*ASSIGNED TASK*: Could you print all of the data below again, exactly?

*Region pointing data*:
_____
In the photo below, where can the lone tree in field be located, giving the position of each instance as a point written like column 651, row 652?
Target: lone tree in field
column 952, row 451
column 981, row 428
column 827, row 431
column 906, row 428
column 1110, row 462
_____
*RESPONSE AREA*:
In the photo below, where can the lone tree in field be located, giving the position of each instance as a point written like column 651, row 652?
Target: lone tree in field
column 952, row 451
column 981, row 428
column 827, row 431
column 906, row 428
column 1110, row 462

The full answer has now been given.